*WORK TO COMPLETE*. Rewrite the material below as a numbered list with blank lines dropped, starting at the line that contains "Can you find the crack" and ending at the line that contains "Can you find the garage". Include nothing outside that span.

*RECORD SET*.
══════
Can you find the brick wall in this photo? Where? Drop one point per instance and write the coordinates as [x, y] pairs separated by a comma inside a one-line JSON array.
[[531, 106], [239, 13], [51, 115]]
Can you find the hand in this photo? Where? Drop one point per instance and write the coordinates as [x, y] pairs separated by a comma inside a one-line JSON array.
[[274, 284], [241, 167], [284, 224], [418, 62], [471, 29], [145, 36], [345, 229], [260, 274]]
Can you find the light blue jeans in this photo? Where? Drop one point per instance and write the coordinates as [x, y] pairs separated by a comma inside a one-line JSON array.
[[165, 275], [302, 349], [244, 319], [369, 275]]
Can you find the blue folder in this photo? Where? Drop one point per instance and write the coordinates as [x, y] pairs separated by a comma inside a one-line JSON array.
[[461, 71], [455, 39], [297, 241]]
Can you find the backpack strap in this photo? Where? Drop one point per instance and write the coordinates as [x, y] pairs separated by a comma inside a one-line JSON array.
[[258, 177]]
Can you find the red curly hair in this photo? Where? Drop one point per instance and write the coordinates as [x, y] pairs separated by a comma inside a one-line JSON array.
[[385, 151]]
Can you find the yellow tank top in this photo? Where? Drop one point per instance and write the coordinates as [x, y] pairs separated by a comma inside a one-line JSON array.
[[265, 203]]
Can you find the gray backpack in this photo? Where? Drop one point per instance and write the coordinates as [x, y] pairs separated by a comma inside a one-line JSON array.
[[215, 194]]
══════
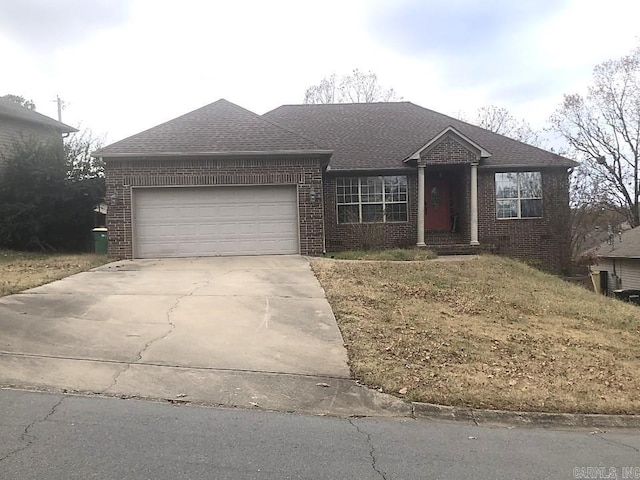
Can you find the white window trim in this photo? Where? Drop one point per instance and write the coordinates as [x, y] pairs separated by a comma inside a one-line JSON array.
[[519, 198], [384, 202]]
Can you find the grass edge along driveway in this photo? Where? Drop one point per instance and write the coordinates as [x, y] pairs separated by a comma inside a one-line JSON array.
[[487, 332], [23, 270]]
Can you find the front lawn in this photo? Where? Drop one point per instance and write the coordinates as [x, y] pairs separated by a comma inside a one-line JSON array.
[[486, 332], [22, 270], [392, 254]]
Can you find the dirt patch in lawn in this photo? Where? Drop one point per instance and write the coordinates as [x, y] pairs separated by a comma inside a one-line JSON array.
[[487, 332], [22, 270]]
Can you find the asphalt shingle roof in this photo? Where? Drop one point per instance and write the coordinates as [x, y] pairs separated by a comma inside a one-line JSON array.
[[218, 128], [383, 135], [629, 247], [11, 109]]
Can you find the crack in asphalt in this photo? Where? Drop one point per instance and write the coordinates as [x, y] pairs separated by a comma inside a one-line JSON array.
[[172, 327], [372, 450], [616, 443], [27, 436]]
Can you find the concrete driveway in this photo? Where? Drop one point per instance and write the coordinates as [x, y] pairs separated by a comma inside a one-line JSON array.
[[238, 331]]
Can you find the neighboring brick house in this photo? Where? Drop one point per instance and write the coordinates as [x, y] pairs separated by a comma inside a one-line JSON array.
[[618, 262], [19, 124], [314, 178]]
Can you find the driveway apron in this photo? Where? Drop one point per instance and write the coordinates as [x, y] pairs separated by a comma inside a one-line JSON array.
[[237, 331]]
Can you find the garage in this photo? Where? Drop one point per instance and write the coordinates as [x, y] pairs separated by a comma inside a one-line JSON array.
══════
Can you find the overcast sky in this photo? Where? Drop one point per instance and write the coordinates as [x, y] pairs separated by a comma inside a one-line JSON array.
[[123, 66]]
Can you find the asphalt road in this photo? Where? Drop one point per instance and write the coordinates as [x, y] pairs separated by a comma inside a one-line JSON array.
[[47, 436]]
══════
*WRITTEN RESPONSE*.
1. Can you find the crack in asphalt in this photo? Where? Drop one point per instance and write the coordinates as [x, y] pairs separated by a comma inside a one-line JSON array.
2. [[172, 327], [372, 450], [616, 443], [27, 436]]
3. Can you find the concrete driveway in this photo? Where? Drop one point per instance and write the coordinates as [x, y] pairs separated by a comma inside a one-line JSON array.
4. [[238, 331]]
5. Can you find the neighboring brick house in this photo? Where? Drop one point per instance and write the coordinates as [x, y] pairs separated by a comma inside a one-line JSON array.
6. [[618, 262], [19, 124], [314, 178]]
7. Can you find the driveway apron in this photo? Where? Drop one point per instance and write the coordinates as [x, y] pairs separated by a comma inside a one-line JSON array.
8. [[237, 331]]
9. Can you find the garage in this photo? Where? Drop one point per instance and write the coordinates as [x, y] pairs separated by a comma inside a one-line JSON array.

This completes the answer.